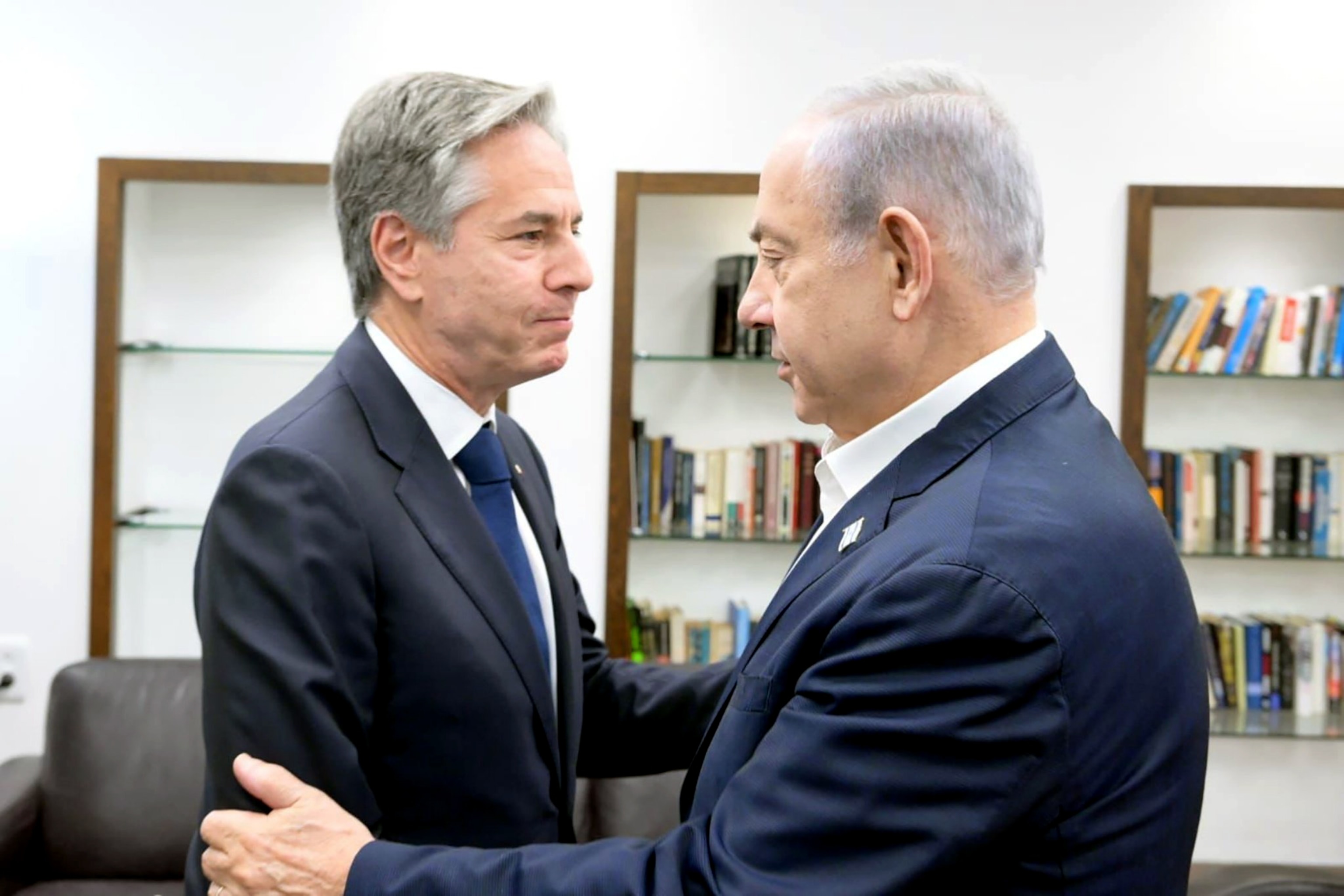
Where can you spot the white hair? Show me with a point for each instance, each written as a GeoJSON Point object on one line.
{"type": "Point", "coordinates": [402, 151]}
{"type": "Point", "coordinates": [929, 137]}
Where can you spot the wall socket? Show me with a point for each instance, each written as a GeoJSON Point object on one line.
{"type": "Point", "coordinates": [14, 668]}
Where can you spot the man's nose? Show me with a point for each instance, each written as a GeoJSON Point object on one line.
{"type": "Point", "coordinates": [754, 307]}
{"type": "Point", "coordinates": [574, 272]}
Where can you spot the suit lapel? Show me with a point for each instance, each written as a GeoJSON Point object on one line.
{"type": "Point", "coordinates": [444, 514]}
{"type": "Point", "coordinates": [818, 559]}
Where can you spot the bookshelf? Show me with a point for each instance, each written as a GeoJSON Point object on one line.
{"type": "Point", "coordinates": [221, 293]}
{"type": "Point", "coordinates": [670, 230]}
{"type": "Point", "coordinates": [1187, 238]}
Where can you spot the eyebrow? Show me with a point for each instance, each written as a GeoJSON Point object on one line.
{"type": "Point", "coordinates": [763, 231]}
{"type": "Point", "coordinates": [545, 218]}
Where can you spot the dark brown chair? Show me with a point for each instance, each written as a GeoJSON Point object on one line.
{"type": "Point", "coordinates": [111, 806]}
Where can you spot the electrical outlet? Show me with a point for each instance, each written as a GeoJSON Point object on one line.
{"type": "Point", "coordinates": [14, 668]}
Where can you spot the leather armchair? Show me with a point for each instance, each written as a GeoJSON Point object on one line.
{"type": "Point", "coordinates": [1267, 880]}
{"type": "Point", "coordinates": [111, 806]}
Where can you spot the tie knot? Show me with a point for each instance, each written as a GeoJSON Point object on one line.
{"type": "Point", "coordinates": [483, 460]}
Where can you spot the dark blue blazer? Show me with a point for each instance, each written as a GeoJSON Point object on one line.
{"type": "Point", "coordinates": [998, 688]}
{"type": "Point", "coordinates": [360, 628]}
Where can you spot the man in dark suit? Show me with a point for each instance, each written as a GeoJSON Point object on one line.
{"type": "Point", "coordinates": [983, 675]}
{"type": "Point", "coordinates": [382, 590]}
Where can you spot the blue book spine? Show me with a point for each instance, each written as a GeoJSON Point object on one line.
{"type": "Point", "coordinates": [1320, 507]}
{"type": "Point", "coordinates": [1178, 497]}
{"type": "Point", "coordinates": [1178, 305]}
{"type": "Point", "coordinates": [741, 620]}
{"type": "Point", "coordinates": [668, 485]}
{"type": "Point", "coordinates": [1254, 300]}
{"type": "Point", "coordinates": [646, 491]}
{"type": "Point", "coordinates": [1254, 665]}
{"type": "Point", "coordinates": [1338, 355]}
{"type": "Point", "coordinates": [1224, 522]}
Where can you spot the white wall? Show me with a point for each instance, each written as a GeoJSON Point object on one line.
{"type": "Point", "coordinates": [1108, 94]}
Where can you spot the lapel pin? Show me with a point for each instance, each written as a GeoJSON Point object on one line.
{"type": "Point", "coordinates": [851, 534]}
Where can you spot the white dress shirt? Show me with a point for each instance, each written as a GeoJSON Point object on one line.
{"type": "Point", "coordinates": [847, 466]}
{"type": "Point", "coordinates": [455, 424]}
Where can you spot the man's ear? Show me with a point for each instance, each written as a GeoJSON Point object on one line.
{"type": "Point", "coordinates": [909, 257]}
{"type": "Point", "coordinates": [394, 245]}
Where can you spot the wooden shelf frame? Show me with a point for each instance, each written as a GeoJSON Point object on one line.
{"type": "Point", "coordinates": [630, 187]}
{"type": "Point", "coordinates": [1143, 201]}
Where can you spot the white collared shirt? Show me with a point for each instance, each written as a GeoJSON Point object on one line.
{"type": "Point", "coordinates": [847, 466]}
{"type": "Point", "coordinates": [455, 424]}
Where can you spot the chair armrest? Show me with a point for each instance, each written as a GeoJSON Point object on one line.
{"type": "Point", "coordinates": [19, 805]}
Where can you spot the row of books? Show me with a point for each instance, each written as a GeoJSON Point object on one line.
{"type": "Point", "coordinates": [1274, 663]}
{"type": "Point", "coordinates": [1250, 501]}
{"type": "Point", "coordinates": [763, 492]}
{"type": "Point", "coordinates": [730, 339]}
{"type": "Point", "coordinates": [1248, 331]}
{"type": "Point", "coordinates": [665, 634]}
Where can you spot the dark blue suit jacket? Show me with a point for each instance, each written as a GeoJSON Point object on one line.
{"type": "Point", "coordinates": [999, 688]}
{"type": "Point", "coordinates": [360, 628]}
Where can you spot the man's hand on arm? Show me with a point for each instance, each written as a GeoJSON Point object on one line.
{"type": "Point", "coordinates": [305, 845]}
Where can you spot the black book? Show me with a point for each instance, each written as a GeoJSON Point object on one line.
{"type": "Point", "coordinates": [725, 338]}
{"type": "Point", "coordinates": [1285, 504]}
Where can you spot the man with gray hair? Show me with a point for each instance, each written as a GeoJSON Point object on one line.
{"type": "Point", "coordinates": [382, 592]}
{"type": "Point", "coordinates": [984, 673]}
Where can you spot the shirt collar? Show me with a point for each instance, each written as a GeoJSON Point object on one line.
{"type": "Point", "coordinates": [449, 418]}
{"type": "Point", "coordinates": [846, 468]}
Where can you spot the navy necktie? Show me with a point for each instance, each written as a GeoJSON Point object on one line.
{"type": "Point", "coordinates": [487, 469]}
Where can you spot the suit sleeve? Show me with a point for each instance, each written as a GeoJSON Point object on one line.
{"type": "Point", "coordinates": [641, 719]}
{"type": "Point", "coordinates": [285, 610]}
{"type": "Point", "coordinates": [927, 731]}
{"type": "Point", "coordinates": [637, 719]}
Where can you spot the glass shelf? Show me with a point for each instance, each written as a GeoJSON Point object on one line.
{"type": "Point", "coordinates": [162, 520]}
{"type": "Point", "coordinates": [1258, 556]}
{"type": "Point", "coordinates": [1274, 723]}
{"type": "Point", "coordinates": [148, 347]}
{"type": "Point", "coordinates": [1171, 375]}
{"type": "Point", "coordinates": [705, 359]}
{"type": "Point", "coordinates": [639, 536]}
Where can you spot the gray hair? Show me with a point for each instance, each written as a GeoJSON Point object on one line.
{"type": "Point", "coordinates": [929, 137]}
{"type": "Point", "coordinates": [402, 151]}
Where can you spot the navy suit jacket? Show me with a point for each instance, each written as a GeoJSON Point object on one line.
{"type": "Point", "coordinates": [998, 688]}
{"type": "Point", "coordinates": [360, 628]}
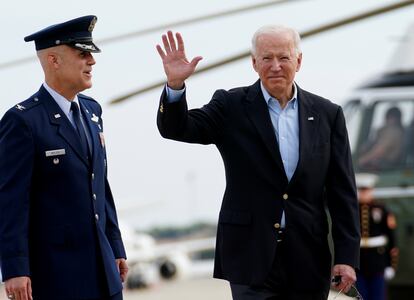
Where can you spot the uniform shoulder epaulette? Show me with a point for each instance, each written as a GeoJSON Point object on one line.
{"type": "Point", "coordinates": [27, 104]}
{"type": "Point", "coordinates": [84, 97]}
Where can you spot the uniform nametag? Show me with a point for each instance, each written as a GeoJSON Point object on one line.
{"type": "Point", "coordinates": [55, 152]}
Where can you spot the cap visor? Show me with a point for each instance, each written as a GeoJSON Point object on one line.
{"type": "Point", "coordinates": [86, 46]}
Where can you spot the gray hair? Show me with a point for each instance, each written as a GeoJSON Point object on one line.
{"type": "Point", "coordinates": [269, 29]}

* PROBLEM DETAILS *
Without the pictures, extract every entry verbatim.

* ANSWER TO THIS EXERCISE *
Where can you spot the white hair? Show me with a point for each instance, each written as a GeoJSON Point object on one line.
{"type": "Point", "coordinates": [402, 151]}
{"type": "Point", "coordinates": [929, 137]}
Where can you spot the wall socket? Show me with a point for each instance, each written as a GeoJSON Point object on one line.
{"type": "Point", "coordinates": [14, 668]}
Where can you spot the man's nose? Show me with a point for each instance, each written as a GeoJSON Point object on one line.
{"type": "Point", "coordinates": [754, 307]}
{"type": "Point", "coordinates": [574, 272]}
Where can you spot the suit lapel? Show me with a point for each instance, each written as a GeoJSON Point object on one line.
{"type": "Point", "coordinates": [444, 514]}
{"type": "Point", "coordinates": [818, 559]}
Where can you spot the bookshelf? Show me with a point for each instance, each written as a GeoJSON Point object on one line.
{"type": "Point", "coordinates": [221, 293]}
{"type": "Point", "coordinates": [670, 230]}
{"type": "Point", "coordinates": [1187, 238]}
Where can you spot the eyebrow? Show me with a point for each instance, each written as a GeoJSON Point object on one line.
{"type": "Point", "coordinates": [763, 231]}
{"type": "Point", "coordinates": [545, 218]}
Where can you spot the dark brown chair? Show me with a point for each instance, each written as a GeoJSON Point object on one line.
{"type": "Point", "coordinates": [111, 806]}
Where can you spot the electrical outlet? Show me with a point for each instance, each written as a GeoJSON Point object on one line.
{"type": "Point", "coordinates": [14, 668]}
Where can you spot the leather armchair? Show me with a point for each instance, each written as a GeoJSON Point object on one line.
{"type": "Point", "coordinates": [1267, 880]}
{"type": "Point", "coordinates": [111, 806]}
Where can you spot the tie knot? Show me with a point for each instance, each written as a GeoJSON Point object on one line.
{"type": "Point", "coordinates": [483, 460]}
Where can you spot the dark blue blazer? Show me with a point for each instance, each written as a GeoJSON Point object on one line.
{"type": "Point", "coordinates": [998, 688]}
{"type": "Point", "coordinates": [360, 628]}
Where can you spot the man in dark suit? Show me with a point for each instance, each written as a GeoJSON Point object on one line.
{"type": "Point", "coordinates": [983, 675]}
{"type": "Point", "coordinates": [382, 590]}
Where can you spot the blue book spine? Show me with a point for each instance, each written as a GeoJSON Point object on one line.
{"type": "Point", "coordinates": [1320, 507]}
{"type": "Point", "coordinates": [1178, 497]}
{"type": "Point", "coordinates": [1178, 305]}
{"type": "Point", "coordinates": [741, 620]}
{"type": "Point", "coordinates": [668, 485]}
{"type": "Point", "coordinates": [1254, 300]}
{"type": "Point", "coordinates": [646, 491]}
{"type": "Point", "coordinates": [1254, 665]}
{"type": "Point", "coordinates": [1338, 355]}
{"type": "Point", "coordinates": [1224, 522]}
Where can you spot the white wall? Show me with a point for each instance, each written as a GeoJSON Point object on one line.
{"type": "Point", "coordinates": [1108, 94]}
Where can you spot the lapel pin? Show me with a point for each instance, each written as a GeoJSON Point object on one line.
{"type": "Point", "coordinates": [851, 534]}
Where can you spot the white dress shirt? Show me with a point for each instance, each written as a GeoJSON Point object on one line.
{"type": "Point", "coordinates": [847, 466]}
{"type": "Point", "coordinates": [455, 424]}
Where can you spot the man's ear? Show me with a point for each instance, each written as a GeoJSON Point object on one line.
{"type": "Point", "coordinates": [909, 257]}
{"type": "Point", "coordinates": [394, 245]}
Where can you spot the wooden shelf frame? Show me with a point for each instance, each written as a GeoJSON Point object on one line.
{"type": "Point", "coordinates": [630, 187]}
{"type": "Point", "coordinates": [1143, 201]}
Where can you spot the white collared shirt? Show me with a point for each instance, each written as a GeoJSON Point object on one line.
{"type": "Point", "coordinates": [847, 466]}
{"type": "Point", "coordinates": [455, 424]}
Where can you spot the chair armrest? Show me with a point for each instance, each written as a GeoJSON Point object on one line.
{"type": "Point", "coordinates": [19, 805]}
Where can you spot the row of books? Show me with a point for each instance, each written as a GeoJSON Point object on one line.
{"type": "Point", "coordinates": [1274, 663]}
{"type": "Point", "coordinates": [1250, 501]}
{"type": "Point", "coordinates": [763, 492]}
{"type": "Point", "coordinates": [730, 339]}
{"type": "Point", "coordinates": [1248, 331]}
{"type": "Point", "coordinates": [665, 634]}
Where can you spot the dark blue suit jacket? Show me with a point for each instance, each written as a GeoJSON Point object on one line.
{"type": "Point", "coordinates": [999, 688]}
{"type": "Point", "coordinates": [360, 628]}
Where can you spot the man's hand on arm? Show me with a point for each instance, each written as a GeoJSON Point object on one line.
{"type": "Point", "coordinates": [305, 845]}
Where can you spot the black book? Show me with a point for each instance, each written as a GeoJSON Point object on one line.
{"type": "Point", "coordinates": [725, 338]}
{"type": "Point", "coordinates": [1285, 504]}
Where can you spot the man with gray hair? Show me with a point for each instance, each written as a GeoJSON Point object on one line.
{"type": "Point", "coordinates": [382, 592]}
{"type": "Point", "coordinates": [984, 673]}
Where can you spot the shirt collar? Show me with a point for each instance, each written as a GeoJSON Point object on one line.
{"type": "Point", "coordinates": [449, 418]}
{"type": "Point", "coordinates": [846, 468]}
Where can you spot the navy necktie? Show me with a point for each instance, each written as a GeoJSON Point object on one line.
{"type": "Point", "coordinates": [487, 469]}
Where can you spot the suit sleeve? Show me with a point for each instance, each written as a GeoJSON Point object on one line.
{"type": "Point", "coordinates": [641, 719]}
{"type": "Point", "coordinates": [285, 610]}
{"type": "Point", "coordinates": [927, 731]}
{"type": "Point", "coordinates": [637, 719]}
Where can you spot the glass shelf? Show me with a point for each instance, each written as a GeoJSON Point object on one line.
{"type": "Point", "coordinates": [162, 520]}
{"type": "Point", "coordinates": [1258, 556]}
{"type": "Point", "coordinates": [1274, 723]}
{"type": "Point", "coordinates": [148, 347]}
{"type": "Point", "coordinates": [1171, 375]}
{"type": "Point", "coordinates": [705, 359]}
{"type": "Point", "coordinates": [639, 536]}
Where can you spot the gray hair? Show me with a point for each instance, each written as a GeoJSON Point object on one line.
{"type": "Point", "coordinates": [929, 137]}
{"type": "Point", "coordinates": [402, 151]}
Where can you spot the navy suit jacket? Show me with a point for each instance, each written as a GeoJSON Point object on one line.
{"type": "Point", "coordinates": [998, 688]}
{"type": "Point", "coordinates": [360, 628]}
Where can you spot the uniform shoulder epaulette? Show me with a point for each instance, each written as a GeoJSON Point object on one line.
{"type": "Point", "coordinates": [27, 104]}
{"type": "Point", "coordinates": [84, 97]}
Where can you spot the uniform nametag? Show me with a point for each instance, each written as a GeoJSON Point object on one line.
{"type": "Point", "coordinates": [55, 152]}
Where can you spot the cap visor? Show me with a point for each instance, each written as a GeoJSON Point object on one line.
{"type": "Point", "coordinates": [86, 46]}
Where can you spot the gray hair? Show me with a point for each instance, each written as a GeoJSON Point object on one line.
{"type": "Point", "coordinates": [269, 29]}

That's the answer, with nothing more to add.